DIRECTIONS FOR THIS TASK:
Return each of the items below word for word, with no changes.

Entries for labeling bounding boxes
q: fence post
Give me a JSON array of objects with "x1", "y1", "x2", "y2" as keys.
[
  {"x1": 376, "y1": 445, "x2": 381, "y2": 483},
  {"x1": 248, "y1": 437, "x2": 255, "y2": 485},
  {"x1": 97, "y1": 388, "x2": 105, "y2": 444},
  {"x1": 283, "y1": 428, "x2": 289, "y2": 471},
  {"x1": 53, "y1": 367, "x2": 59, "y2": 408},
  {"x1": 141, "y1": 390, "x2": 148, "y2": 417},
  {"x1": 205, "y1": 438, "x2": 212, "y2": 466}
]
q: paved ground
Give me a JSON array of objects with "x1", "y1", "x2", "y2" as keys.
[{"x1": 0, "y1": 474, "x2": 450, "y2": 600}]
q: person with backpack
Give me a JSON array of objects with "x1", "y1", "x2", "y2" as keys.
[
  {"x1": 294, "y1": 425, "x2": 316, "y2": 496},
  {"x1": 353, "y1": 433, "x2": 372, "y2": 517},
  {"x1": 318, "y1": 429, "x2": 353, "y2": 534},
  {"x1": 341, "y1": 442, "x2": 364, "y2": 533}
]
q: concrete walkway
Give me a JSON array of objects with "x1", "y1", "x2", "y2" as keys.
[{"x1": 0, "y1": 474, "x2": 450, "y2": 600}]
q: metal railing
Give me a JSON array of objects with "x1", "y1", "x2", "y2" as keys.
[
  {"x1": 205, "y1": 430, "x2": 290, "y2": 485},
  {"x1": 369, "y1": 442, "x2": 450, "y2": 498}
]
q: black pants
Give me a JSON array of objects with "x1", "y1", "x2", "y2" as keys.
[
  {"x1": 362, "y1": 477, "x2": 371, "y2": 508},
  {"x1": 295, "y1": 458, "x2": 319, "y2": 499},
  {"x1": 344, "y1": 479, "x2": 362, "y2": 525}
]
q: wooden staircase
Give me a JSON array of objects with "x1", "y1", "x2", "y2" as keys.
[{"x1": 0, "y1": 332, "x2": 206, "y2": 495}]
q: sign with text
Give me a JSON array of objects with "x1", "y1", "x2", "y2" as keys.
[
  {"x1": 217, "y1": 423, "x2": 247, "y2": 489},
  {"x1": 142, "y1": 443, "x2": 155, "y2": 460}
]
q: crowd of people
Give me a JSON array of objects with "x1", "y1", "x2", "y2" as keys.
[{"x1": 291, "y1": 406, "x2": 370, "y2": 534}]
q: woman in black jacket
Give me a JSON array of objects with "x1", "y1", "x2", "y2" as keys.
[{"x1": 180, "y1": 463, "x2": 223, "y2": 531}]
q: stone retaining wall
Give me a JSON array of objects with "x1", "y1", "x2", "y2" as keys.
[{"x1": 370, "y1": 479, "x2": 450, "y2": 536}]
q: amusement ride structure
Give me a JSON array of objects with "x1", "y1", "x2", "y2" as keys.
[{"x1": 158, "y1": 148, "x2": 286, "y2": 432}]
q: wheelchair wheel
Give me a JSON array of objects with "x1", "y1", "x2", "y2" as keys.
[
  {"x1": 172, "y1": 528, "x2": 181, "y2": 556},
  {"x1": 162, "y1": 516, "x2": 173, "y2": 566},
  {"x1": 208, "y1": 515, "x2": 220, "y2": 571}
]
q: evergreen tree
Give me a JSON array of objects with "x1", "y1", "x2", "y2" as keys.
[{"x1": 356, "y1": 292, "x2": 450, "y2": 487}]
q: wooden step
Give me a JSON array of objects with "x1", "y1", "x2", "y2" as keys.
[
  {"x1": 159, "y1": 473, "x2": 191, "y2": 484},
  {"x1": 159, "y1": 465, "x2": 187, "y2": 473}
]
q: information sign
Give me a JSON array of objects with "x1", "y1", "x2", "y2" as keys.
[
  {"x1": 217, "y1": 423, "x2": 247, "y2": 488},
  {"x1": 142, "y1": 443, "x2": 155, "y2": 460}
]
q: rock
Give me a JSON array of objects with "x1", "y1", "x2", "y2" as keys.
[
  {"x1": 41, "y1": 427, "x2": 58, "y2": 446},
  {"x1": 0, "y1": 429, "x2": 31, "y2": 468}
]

EXERCISE RESPONSE:
q: fence post
Give me a JSON array of objects with "x1", "y1", "x2", "y2" as keys.
[
  {"x1": 376, "y1": 445, "x2": 381, "y2": 483},
  {"x1": 248, "y1": 437, "x2": 255, "y2": 485},
  {"x1": 97, "y1": 388, "x2": 105, "y2": 444},
  {"x1": 283, "y1": 428, "x2": 289, "y2": 471},
  {"x1": 53, "y1": 367, "x2": 59, "y2": 408},
  {"x1": 141, "y1": 390, "x2": 148, "y2": 417},
  {"x1": 205, "y1": 438, "x2": 212, "y2": 466}
]
q: paved ground
Give me a JSON array of objects with "x1", "y1", "x2", "y2" as keys.
[{"x1": 0, "y1": 474, "x2": 450, "y2": 600}]
q: person with backpack
Give me a JSON array of objects with "x1", "y1", "x2", "y2" as keys.
[
  {"x1": 294, "y1": 425, "x2": 316, "y2": 496},
  {"x1": 353, "y1": 433, "x2": 372, "y2": 517},
  {"x1": 318, "y1": 429, "x2": 353, "y2": 534},
  {"x1": 341, "y1": 442, "x2": 364, "y2": 533}
]
q: concrete walkway
Give me a JSON array of objects with "x1", "y1", "x2", "y2" as keys.
[{"x1": 0, "y1": 474, "x2": 450, "y2": 600}]
q: metal railing
Give me a JSON array of objects with "x1", "y1", "x2", "y2" as keys.
[
  {"x1": 205, "y1": 430, "x2": 290, "y2": 485},
  {"x1": 369, "y1": 442, "x2": 450, "y2": 498}
]
q: black pants
Give me a JSON array of objects with "x1", "y1", "x2", "y2" as keys.
[
  {"x1": 362, "y1": 477, "x2": 371, "y2": 508},
  {"x1": 295, "y1": 458, "x2": 319, "y2": 499},
  {"x1": 344, "y1": 479, "x2": 362, "y2": 525}
]
q: wooden staircase
Give me a JSON array of objects with "x1", "y1", "x2", "y2" as keys.
[{"x1": 0, "y1": 332, "x2": 206, "y2": 495}]
q: sign with text
Give me a JSON array of objects with "x1", "y1", "x2", "y2" as keys.
[
  {"x1": 217, "y1": 423, "x2": 247, "y2": 489},
  {"x1": 142, "y1": 443, "x2": 155, "y2": 460}
]
q: crowd of people
Give me a JSON array of objects with "x1", "y1", "x2", "y2" as keys.
[{"x1": 291, "y1": 406, "x2": 370, "y2": 534}]
q: woman in black jacket
Give me a JSON array of objects with "x1", "y1", "x2", "y2" as keys.
[{"x1": 180, "y1": 463, "x2": 223, "y2": 531}]
q: stone retaining wall
Give me a JSON array of objects with "x1", "y1", "x2", "y2" as keys.
[{"x1": 370, "y1": 479, "x2": 450, "y2": 536}]
q: amusement ride structure
Give me a JSON array of objects with "x1", "y1", "x2", "y2" as keys.
[{"x1": 158, "y1": 148, "x2": 286, "y2": 432}]
q: wheelchair wheel
Give me a JSON array of objects with "x1", "y1", "x2", "y2" as keys.
[
  {"x1": 172, "y1": 528, "x2": 181, "y2": 556},
  {"x1": 162, "y1": 516, "x2": 173, "y2": 566},
  {"x1": 208, "y1": 515, "x2": 220, "y2": 571}
]
q: evergreen tree
Give me a JSON array of objects with "x1", "y1", "x2", "y2" as keys.
[{"x1": 356, "y1": 292, "x2": 450, "y2": 487}]
q: wooden step
Give me a JSON array of objects with "x1", "y1", "x2", "y2" as keys.
[
  {"x1": 159, "y1": 473, "x2": 191, "y2": 484},
  {"x1": 159, "y1": 465, "x2": 187, "y2": 473}
]
q: information sign
Give me a JSON array of objects with "x1", "y1", "x2", "y2" as keys.
[
  {"x1": 217, "y1": 423, "x2": 247, "y2": 488},
  {"x1": 142, "y1": 443, "x2": 155, "y2": 460}
]
q: rock
Give me a JSON array of objects with "x1", "y1", "x2", "y2" as keys.
[
  {"x1": 41, "y1": 427, "x2": 58, "y2": 446},
  {"x1": 0, "y1": 429, "x2": 31, "y2": 468}
]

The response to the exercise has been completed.